**Task to complete:** Find the line with "Reviewer note: confirm that every instance of the purple" in the records below, then please transcribe it and every later line exactly, omitting the pictures and adding nothing.

######

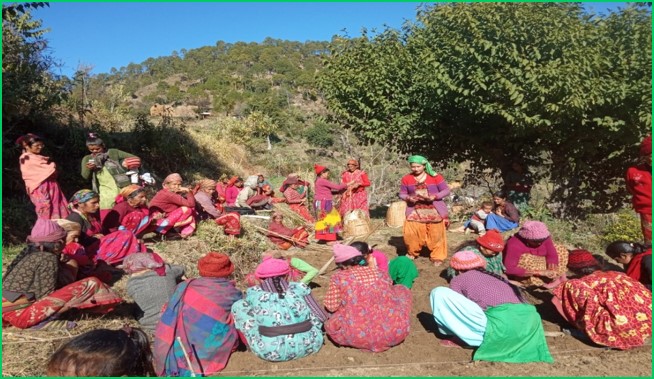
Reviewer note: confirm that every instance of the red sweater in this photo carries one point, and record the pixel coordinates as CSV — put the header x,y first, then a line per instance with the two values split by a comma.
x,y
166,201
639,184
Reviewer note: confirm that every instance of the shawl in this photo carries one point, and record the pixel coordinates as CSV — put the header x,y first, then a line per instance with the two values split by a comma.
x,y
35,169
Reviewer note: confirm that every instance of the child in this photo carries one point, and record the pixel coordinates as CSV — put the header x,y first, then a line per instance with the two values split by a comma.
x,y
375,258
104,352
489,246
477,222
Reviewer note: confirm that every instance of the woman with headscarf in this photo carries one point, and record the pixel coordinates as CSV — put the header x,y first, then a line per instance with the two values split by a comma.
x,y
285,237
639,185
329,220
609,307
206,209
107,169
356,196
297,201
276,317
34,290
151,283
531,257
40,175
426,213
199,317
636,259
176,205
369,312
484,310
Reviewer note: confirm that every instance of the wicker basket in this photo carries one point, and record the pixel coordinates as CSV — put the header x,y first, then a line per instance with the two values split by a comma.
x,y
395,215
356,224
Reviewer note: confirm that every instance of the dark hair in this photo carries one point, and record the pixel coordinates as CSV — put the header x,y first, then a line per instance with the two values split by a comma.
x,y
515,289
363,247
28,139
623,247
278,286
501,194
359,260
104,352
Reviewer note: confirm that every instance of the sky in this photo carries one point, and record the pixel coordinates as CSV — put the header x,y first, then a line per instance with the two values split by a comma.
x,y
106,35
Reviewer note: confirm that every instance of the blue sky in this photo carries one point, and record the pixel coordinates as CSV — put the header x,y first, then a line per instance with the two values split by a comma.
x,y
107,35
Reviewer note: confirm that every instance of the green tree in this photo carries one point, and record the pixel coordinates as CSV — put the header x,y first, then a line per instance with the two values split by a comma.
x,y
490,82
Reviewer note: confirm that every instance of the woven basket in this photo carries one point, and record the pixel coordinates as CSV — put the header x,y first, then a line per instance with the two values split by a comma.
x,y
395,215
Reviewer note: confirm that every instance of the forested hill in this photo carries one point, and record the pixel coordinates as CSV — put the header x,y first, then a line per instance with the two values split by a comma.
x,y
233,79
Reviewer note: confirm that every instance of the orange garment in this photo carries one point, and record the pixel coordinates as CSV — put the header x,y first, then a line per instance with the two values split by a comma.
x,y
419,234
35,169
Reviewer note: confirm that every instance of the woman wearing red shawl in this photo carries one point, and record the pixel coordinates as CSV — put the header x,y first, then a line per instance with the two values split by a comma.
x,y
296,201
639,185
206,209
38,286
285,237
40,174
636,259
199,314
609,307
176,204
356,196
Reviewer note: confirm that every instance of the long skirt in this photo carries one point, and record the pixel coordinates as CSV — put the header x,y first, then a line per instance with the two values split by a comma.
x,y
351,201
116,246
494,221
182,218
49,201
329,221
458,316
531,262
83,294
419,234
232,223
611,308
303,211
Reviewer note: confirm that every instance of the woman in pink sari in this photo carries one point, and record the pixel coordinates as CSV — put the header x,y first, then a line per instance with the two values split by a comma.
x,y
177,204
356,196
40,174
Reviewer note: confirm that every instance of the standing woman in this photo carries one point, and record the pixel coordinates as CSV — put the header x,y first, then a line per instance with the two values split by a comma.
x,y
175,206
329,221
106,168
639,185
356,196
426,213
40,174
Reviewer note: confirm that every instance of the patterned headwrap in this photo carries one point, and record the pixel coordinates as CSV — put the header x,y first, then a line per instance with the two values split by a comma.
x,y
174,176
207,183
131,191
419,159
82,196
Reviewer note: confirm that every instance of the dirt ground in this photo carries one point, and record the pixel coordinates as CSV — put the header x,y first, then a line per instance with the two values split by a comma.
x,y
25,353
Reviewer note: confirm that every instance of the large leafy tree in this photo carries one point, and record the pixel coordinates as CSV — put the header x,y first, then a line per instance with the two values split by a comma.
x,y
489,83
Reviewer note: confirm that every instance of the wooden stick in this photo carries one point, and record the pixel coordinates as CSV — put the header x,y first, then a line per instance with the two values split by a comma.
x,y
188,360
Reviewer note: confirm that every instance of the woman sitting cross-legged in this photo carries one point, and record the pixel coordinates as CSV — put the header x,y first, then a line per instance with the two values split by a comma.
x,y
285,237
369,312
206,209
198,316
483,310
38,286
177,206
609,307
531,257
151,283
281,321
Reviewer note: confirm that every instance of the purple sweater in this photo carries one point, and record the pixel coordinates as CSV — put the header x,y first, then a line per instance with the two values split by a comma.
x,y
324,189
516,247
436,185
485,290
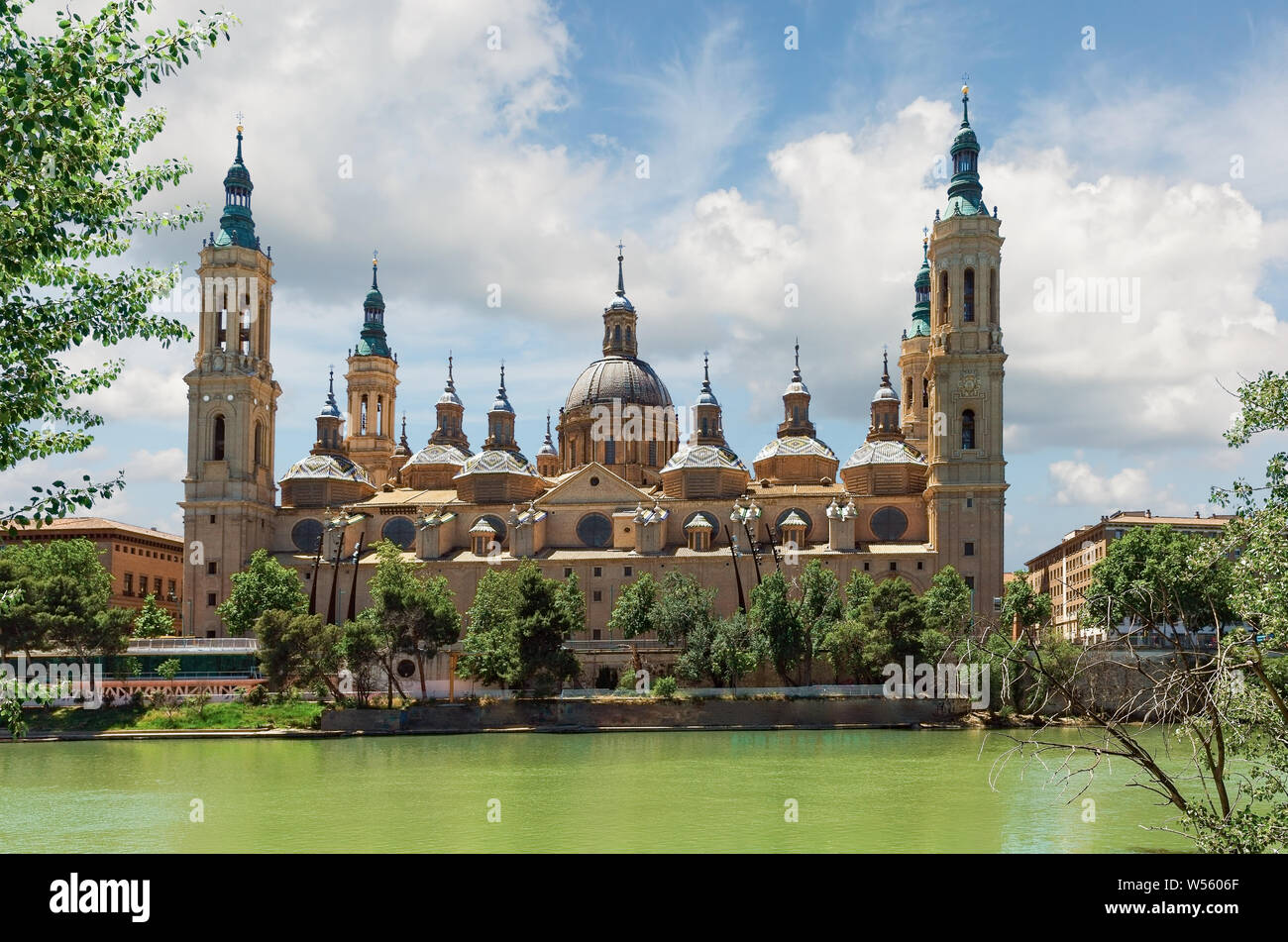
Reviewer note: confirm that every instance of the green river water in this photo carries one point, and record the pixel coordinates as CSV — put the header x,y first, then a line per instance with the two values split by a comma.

######

**Your response:**
Reviewer note: confirm that every instance of the purple sweater in this photo carries one point, and record the pixel coordinates as CSV — put the header x,y first, then a line per instance with the two values split by a comma.
x,y
324,189
516,247
436,185
485,290
Reviewer note: confirm that every instance of the green river water in this photo carries one point, and record the pixel coordinates as CSV — put the header x,y first, then a line per instance with the two values split by a comma.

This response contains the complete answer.